═════ Recorded information ═════

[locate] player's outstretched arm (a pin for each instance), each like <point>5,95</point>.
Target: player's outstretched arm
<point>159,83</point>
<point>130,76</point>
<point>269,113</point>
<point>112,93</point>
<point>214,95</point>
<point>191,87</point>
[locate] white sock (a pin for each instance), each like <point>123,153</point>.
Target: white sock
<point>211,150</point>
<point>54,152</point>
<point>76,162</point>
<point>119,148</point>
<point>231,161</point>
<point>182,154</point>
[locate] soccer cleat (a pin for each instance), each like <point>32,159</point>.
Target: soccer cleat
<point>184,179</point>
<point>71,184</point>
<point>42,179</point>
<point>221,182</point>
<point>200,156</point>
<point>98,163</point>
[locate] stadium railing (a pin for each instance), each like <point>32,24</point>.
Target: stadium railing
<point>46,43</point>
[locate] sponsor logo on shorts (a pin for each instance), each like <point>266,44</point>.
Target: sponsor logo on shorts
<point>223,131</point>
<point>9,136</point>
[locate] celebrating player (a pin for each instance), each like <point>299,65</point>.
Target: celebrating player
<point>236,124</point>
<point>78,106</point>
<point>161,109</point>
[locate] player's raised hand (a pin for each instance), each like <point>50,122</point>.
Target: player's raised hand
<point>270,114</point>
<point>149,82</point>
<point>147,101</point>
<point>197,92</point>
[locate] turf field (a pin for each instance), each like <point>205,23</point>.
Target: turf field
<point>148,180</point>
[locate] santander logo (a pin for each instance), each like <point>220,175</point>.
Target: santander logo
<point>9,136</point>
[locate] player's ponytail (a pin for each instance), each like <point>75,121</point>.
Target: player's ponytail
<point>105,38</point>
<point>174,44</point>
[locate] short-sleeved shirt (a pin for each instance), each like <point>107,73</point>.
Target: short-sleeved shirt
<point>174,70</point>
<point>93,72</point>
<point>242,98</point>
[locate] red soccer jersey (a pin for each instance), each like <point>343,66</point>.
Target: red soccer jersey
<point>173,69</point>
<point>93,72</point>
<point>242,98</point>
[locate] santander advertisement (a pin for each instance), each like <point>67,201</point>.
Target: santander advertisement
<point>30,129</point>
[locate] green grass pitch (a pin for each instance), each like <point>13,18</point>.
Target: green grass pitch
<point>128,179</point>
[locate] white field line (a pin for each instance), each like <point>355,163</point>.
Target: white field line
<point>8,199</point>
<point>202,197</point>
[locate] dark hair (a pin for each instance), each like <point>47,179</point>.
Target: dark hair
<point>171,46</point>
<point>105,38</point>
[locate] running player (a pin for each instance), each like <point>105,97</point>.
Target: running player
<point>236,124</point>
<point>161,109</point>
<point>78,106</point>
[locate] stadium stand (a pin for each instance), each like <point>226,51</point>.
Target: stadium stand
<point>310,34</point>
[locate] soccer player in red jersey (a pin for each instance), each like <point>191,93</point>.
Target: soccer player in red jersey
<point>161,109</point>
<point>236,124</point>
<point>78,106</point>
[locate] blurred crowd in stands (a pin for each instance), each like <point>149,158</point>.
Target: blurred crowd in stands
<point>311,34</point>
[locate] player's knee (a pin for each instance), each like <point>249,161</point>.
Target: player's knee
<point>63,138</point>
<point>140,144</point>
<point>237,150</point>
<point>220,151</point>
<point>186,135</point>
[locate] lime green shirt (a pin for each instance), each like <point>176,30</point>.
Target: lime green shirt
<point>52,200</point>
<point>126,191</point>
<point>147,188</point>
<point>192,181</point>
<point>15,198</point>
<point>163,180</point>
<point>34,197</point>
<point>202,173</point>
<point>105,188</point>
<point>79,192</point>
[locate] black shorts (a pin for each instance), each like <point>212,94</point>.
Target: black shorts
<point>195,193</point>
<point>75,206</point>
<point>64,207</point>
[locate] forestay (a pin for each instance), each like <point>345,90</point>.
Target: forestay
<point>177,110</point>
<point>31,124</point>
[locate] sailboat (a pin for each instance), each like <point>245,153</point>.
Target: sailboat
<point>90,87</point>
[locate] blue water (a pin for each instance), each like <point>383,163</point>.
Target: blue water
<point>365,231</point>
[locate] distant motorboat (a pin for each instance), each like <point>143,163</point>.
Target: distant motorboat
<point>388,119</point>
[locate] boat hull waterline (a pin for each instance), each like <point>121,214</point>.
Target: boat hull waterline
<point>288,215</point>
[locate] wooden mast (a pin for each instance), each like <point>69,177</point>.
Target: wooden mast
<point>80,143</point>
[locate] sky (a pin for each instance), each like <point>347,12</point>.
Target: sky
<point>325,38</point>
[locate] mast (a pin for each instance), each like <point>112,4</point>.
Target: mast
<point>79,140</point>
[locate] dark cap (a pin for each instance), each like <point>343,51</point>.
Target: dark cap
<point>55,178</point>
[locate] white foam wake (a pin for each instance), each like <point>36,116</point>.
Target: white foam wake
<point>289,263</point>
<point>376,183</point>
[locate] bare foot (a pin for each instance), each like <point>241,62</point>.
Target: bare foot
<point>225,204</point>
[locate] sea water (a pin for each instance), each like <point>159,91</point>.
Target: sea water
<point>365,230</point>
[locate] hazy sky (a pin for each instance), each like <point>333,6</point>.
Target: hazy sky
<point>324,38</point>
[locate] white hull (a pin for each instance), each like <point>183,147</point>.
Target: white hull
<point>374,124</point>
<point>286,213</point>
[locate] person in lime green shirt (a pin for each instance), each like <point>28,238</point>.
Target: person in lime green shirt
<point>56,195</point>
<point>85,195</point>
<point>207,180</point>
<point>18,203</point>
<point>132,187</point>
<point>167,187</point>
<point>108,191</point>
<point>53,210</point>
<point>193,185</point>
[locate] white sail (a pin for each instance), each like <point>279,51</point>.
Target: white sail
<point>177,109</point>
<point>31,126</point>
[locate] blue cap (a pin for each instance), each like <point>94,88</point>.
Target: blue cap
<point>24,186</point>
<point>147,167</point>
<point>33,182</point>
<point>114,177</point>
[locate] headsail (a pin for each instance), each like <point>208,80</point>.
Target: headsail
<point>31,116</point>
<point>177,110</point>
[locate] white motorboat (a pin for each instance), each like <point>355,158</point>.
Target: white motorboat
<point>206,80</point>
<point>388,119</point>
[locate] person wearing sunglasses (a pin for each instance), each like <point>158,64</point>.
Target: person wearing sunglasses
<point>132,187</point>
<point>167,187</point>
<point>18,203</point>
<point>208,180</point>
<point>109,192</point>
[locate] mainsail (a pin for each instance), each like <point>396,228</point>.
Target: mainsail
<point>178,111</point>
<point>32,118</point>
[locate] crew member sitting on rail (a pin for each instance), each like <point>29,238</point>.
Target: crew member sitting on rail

═════
═════ Recorded information ═════

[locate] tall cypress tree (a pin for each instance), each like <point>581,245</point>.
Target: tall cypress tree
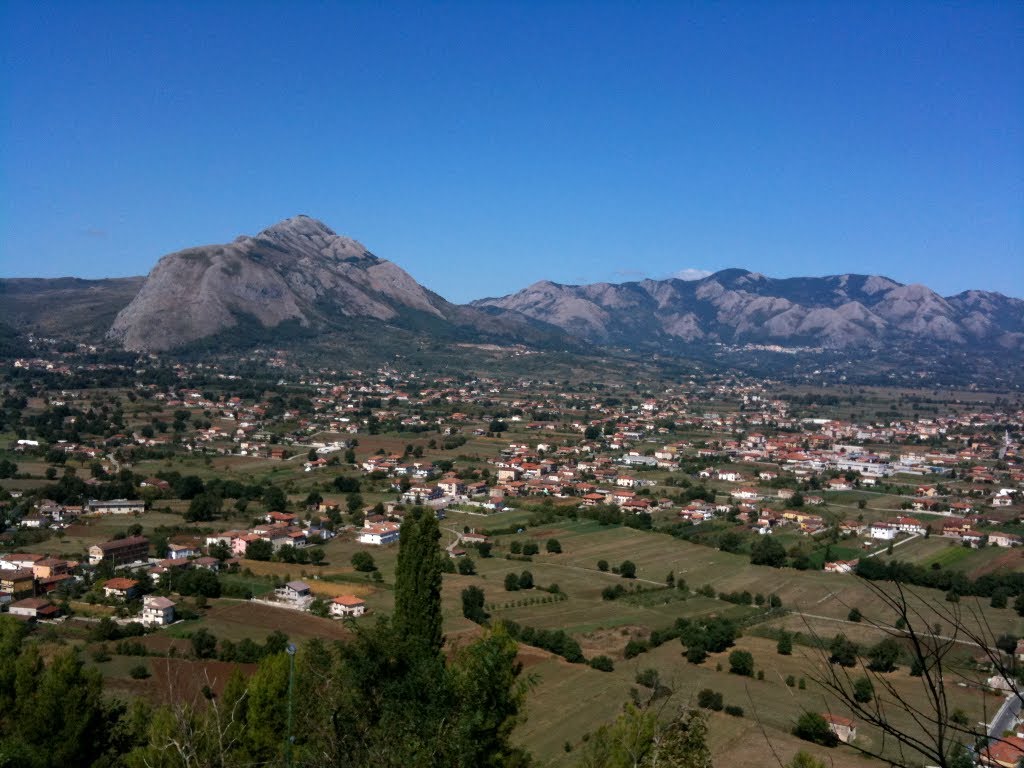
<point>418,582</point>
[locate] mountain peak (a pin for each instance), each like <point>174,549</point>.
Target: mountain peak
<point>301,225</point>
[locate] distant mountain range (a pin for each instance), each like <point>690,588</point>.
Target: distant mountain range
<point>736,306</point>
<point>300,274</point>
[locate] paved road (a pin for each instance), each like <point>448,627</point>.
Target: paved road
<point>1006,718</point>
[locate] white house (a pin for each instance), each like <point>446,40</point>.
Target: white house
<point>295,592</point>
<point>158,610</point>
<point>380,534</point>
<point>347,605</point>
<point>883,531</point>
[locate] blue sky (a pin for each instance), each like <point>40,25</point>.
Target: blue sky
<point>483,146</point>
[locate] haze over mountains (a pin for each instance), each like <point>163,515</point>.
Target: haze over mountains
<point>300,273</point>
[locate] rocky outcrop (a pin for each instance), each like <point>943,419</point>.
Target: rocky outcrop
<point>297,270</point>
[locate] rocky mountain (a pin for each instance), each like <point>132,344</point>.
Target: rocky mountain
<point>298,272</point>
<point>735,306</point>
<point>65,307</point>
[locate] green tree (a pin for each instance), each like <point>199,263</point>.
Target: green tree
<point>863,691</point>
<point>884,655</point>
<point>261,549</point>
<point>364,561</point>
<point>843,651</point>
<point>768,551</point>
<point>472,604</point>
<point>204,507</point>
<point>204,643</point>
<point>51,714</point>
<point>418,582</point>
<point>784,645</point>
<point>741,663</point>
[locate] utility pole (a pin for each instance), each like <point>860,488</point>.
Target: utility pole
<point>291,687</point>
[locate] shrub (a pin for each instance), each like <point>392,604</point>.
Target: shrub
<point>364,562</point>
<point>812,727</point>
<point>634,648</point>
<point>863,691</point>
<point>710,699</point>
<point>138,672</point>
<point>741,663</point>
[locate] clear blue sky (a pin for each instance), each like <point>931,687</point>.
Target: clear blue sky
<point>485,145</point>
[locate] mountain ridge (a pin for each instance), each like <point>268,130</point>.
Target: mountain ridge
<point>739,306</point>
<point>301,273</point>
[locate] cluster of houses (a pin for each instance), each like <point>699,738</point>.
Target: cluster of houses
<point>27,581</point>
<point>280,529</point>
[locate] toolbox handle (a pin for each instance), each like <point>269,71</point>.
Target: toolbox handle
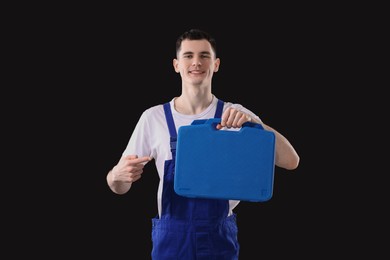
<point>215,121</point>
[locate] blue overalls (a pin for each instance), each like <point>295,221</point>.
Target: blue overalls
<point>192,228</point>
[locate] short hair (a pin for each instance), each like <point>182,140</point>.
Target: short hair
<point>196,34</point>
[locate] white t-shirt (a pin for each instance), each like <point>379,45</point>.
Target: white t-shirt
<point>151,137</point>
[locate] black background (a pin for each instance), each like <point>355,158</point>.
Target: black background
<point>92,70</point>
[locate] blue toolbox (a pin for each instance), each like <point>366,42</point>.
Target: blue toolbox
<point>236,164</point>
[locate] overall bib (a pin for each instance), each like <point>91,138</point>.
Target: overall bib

═════
═════ Recorded information ═════

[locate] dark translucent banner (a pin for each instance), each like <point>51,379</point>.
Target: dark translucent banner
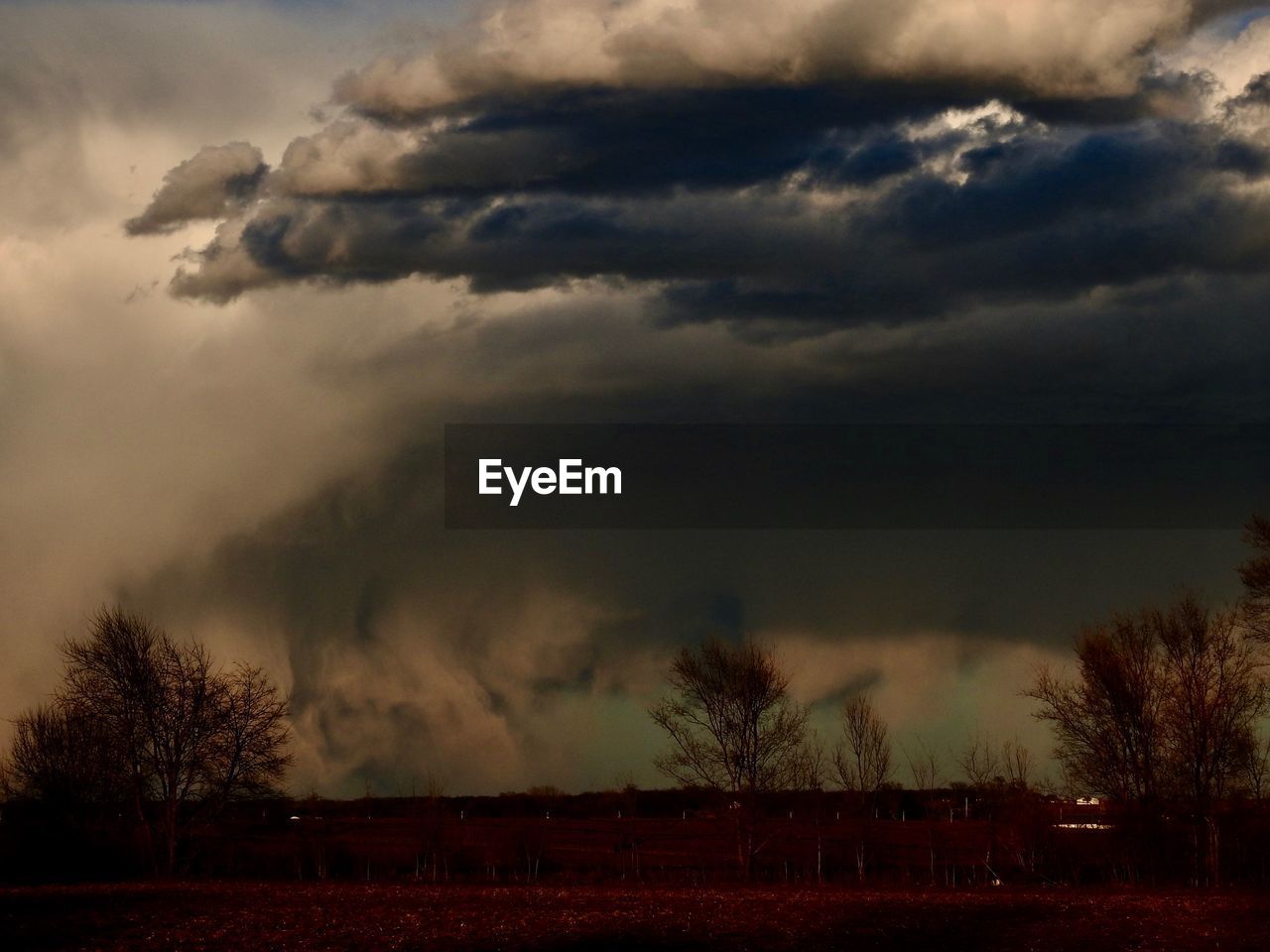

═════

● Work item:
Take exactly the lines from the one containing "[locate] player's outstretched" through the one containing "[locate] white sock" in the data above, and output them with nothing added.

● Final answer:
[locate] player's outstretched arm (a pin for each instance), each like <point>5,95</point>.
Target: player's outstretched arm
<point>159,83</point>
<point>130,76</point>
<point>269,113</point>
<point>112,93</point>
<point>214,95</point>
<point>191,87</point>
[locate] white sock (a pin for each instance), each like <point>123,153</point>.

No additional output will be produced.